● **Objective**
Filter the lines below, copying out each one that contains the word "bare".

********

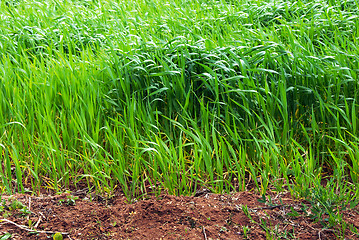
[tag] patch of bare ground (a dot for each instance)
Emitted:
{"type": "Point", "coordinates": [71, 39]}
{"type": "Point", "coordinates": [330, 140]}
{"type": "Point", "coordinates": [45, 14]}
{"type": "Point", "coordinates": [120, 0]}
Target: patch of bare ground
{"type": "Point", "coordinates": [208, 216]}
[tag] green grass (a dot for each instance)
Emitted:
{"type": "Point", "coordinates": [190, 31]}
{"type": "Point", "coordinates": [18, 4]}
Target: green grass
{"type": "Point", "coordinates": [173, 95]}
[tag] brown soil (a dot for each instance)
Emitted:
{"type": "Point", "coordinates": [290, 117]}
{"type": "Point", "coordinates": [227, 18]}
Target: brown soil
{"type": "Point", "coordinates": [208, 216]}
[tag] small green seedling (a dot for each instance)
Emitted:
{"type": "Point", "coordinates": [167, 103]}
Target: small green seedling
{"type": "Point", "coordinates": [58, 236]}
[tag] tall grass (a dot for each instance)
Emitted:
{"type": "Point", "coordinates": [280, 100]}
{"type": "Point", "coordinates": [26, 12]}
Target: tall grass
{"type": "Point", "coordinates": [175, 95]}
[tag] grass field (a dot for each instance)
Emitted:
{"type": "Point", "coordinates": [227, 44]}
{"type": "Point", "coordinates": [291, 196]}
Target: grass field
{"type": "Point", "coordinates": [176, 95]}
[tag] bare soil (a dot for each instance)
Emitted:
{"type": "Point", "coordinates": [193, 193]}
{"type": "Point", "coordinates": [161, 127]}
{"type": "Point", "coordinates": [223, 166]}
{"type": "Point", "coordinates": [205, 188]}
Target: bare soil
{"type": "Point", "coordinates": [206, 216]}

********

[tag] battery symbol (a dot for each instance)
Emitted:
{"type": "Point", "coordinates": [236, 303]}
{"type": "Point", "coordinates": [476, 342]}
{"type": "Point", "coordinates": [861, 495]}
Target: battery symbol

********

● **Answer in full**
[tag] patch of bare ground (a dot for each instance)
Target: patch of bare ground
[tag] bare soil (a dot for each instance)
Target: bare soil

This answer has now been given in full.